Top of DATASET RECORDS
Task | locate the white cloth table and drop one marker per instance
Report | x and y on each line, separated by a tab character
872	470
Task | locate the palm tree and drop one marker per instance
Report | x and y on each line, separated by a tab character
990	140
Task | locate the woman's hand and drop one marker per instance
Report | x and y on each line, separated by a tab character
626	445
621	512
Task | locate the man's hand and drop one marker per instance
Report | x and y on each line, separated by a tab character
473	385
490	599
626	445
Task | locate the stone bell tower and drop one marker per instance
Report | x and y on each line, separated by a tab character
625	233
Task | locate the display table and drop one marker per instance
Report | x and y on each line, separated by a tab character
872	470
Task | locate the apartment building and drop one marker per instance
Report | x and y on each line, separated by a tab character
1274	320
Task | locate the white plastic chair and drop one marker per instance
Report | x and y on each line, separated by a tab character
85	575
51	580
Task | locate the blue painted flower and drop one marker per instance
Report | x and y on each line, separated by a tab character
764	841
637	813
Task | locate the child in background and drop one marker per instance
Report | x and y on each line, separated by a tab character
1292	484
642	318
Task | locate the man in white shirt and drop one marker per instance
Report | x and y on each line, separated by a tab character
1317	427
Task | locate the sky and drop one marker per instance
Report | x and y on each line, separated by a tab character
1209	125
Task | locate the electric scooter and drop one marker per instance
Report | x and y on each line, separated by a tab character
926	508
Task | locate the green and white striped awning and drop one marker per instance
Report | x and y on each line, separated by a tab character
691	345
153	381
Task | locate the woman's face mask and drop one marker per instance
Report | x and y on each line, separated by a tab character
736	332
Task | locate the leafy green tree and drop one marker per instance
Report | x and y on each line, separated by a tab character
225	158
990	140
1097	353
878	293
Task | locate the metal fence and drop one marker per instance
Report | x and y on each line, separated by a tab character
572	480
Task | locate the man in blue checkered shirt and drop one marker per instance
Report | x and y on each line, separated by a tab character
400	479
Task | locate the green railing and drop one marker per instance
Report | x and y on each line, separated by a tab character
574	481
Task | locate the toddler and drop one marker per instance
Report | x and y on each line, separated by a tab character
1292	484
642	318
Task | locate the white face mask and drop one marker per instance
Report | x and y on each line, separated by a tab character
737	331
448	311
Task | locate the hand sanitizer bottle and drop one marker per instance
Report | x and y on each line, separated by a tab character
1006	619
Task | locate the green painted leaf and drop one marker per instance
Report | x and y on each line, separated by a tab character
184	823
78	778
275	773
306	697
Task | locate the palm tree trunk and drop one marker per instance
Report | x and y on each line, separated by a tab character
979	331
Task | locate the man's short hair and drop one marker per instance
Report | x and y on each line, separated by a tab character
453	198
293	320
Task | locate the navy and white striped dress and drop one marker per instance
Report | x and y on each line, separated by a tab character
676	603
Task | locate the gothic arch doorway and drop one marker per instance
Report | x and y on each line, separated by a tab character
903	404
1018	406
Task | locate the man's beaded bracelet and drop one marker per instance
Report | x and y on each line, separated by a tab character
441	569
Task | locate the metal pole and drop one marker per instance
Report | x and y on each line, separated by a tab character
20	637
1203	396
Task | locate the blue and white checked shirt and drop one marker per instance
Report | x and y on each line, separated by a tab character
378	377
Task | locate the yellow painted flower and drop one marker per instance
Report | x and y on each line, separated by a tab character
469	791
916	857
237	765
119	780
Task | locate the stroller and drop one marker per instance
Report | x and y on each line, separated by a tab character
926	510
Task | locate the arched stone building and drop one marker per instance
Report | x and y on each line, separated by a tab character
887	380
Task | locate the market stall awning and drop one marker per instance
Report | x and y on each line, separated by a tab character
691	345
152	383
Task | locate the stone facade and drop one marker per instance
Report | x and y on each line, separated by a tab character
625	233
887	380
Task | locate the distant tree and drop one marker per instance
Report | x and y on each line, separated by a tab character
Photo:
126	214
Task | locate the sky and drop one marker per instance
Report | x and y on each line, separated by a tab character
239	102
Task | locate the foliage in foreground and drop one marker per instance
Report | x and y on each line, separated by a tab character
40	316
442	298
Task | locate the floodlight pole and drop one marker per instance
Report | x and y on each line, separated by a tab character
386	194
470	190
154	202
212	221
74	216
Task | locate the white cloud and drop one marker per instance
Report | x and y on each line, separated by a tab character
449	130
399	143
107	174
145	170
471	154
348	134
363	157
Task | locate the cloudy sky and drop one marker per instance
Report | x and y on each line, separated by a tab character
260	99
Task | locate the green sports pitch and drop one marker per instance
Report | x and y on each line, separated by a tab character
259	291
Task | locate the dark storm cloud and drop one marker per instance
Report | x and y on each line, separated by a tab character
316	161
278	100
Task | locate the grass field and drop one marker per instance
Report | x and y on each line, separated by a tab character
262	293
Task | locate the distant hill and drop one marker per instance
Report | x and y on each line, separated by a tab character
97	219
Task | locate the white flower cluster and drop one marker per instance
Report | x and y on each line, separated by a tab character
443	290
Bottom of DATASET RECORDS
### GOAL OF THE EXERCISE:
Every line above with the string "pole" in it needs to be copied.

### EXERCISE OUTPUT:
Task | locate the metal pole and drop one marker per instance
Task | locate the floodlight pole and drop one marker per instance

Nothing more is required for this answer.